**Problem 1:**
Reproduce the Virginia Open thread from "Happy to announce" up to and including "Virginia (Charlottesville, Virginia)".
**Problem 2:**
Answer these about the Virginia Open thread:
(a) On what date is the competition held?
(b) What is the competitor limit?
(c) Which event is listed as tentative?

**Article:**
⁂

# Virginia Open Spring 2016 - April 2nd



## Sessinator (Feb 25, 2016)

Happy to announce we will be hosting yet another competition this spring!

Date:
Saturday, April 2, 2016

Location:
University of Virginia (Charlottesville, Virginia)

Events:
2x2
3x3
4x4
3x3 Blindfolded
3x3 One-Handed

Pyraminx is _tentative _

In addition, we have set the competitor limit to 100. Registration closes on either March 30 at 11:59 PM EST, or when the number of registered competitors hits 100.

Registration will open in a few days! Also, check back for more info on shirts!

For more information, including registration, check out the competition website: https://www.cubingusa.com/VirginiaSpring2016/index.php


----------



## henrysavich (Feb 25, 2016)

ofc pyra is only tentative

Ill be going still, thanks for organizing this!!

⁂

**Listed entries:**
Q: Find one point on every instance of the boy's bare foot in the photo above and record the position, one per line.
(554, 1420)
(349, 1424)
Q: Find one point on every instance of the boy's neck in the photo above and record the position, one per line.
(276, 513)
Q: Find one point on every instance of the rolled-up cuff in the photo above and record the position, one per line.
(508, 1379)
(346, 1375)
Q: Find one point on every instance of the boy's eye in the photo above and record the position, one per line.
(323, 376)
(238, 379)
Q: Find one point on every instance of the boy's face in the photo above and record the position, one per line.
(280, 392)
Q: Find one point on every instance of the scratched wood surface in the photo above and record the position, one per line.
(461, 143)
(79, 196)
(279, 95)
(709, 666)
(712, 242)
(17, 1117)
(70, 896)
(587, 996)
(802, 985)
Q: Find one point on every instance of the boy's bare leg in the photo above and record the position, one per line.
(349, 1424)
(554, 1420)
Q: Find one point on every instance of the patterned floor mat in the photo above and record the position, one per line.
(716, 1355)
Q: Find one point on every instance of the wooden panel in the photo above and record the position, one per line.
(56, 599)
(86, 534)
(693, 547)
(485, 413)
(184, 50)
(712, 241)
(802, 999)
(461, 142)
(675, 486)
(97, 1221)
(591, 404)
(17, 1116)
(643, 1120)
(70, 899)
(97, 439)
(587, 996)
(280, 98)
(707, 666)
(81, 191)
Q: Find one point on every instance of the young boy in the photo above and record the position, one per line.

⁂

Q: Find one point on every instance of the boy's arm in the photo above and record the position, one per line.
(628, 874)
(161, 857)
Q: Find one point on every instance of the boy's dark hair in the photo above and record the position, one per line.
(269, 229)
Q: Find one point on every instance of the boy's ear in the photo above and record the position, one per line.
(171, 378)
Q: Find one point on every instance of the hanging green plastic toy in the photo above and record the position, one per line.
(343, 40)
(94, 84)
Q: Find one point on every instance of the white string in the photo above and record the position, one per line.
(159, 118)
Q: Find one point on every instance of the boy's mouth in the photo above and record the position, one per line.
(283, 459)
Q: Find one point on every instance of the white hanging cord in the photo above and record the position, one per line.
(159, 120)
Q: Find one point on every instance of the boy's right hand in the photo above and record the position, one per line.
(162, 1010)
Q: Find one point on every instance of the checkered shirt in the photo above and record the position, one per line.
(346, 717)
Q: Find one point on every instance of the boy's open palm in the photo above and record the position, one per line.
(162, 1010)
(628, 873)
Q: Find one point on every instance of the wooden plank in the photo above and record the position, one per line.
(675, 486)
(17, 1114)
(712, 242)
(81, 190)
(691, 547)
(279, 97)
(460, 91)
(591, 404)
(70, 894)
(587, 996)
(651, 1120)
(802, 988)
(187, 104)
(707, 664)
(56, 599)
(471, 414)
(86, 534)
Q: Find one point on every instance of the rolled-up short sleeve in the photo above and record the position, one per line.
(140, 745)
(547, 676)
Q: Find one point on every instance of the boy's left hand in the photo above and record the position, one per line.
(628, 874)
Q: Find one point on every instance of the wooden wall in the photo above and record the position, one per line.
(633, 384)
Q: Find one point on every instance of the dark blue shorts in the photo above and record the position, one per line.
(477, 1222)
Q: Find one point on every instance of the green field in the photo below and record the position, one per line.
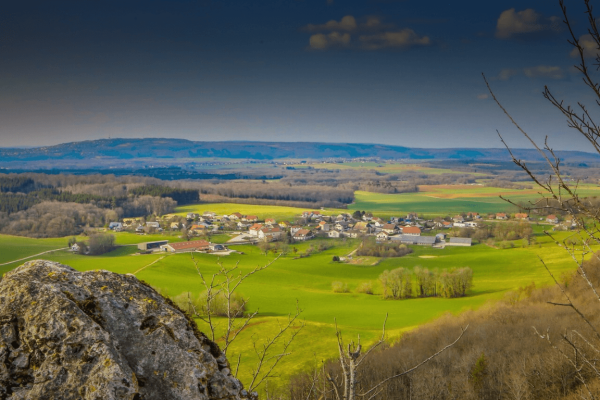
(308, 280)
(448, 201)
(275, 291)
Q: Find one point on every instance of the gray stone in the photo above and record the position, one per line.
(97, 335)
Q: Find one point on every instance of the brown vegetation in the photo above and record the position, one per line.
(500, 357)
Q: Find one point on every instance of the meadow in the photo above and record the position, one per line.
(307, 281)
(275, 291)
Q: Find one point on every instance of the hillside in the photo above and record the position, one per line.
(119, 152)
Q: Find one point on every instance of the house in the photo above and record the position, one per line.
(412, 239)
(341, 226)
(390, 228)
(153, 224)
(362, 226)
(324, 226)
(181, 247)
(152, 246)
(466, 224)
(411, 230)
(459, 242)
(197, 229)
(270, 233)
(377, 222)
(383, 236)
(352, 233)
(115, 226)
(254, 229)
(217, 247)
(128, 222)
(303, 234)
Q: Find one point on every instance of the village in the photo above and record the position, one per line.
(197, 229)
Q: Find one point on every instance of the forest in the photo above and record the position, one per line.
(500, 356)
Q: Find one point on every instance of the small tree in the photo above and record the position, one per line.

⁂

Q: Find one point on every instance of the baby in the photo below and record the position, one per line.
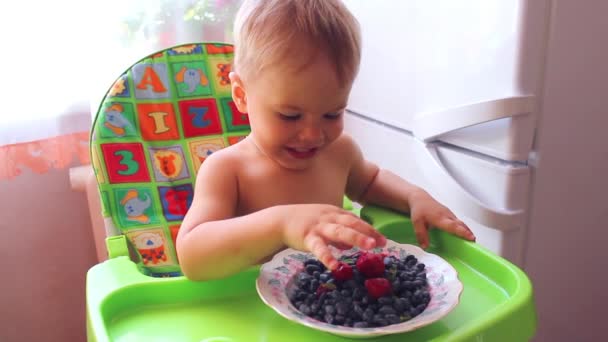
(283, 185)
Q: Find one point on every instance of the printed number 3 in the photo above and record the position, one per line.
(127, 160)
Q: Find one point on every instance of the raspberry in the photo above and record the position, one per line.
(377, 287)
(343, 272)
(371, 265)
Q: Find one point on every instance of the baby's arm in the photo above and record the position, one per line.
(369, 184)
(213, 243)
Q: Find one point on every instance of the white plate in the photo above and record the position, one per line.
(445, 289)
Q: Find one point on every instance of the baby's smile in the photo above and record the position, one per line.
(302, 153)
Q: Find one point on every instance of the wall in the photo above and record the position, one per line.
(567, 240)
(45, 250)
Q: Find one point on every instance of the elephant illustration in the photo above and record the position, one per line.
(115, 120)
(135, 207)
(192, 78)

⁂

**Final result 1:**
Happy to announce we will be hosting yet another competition this spring!

Date:
Saturday, April 2, 2016

Location:
University of Virginia (Charlottesville, Virginia)

**Final result 2:**
(a) Saturday, April 2, 2016
(b) 100
(c) Pyraminx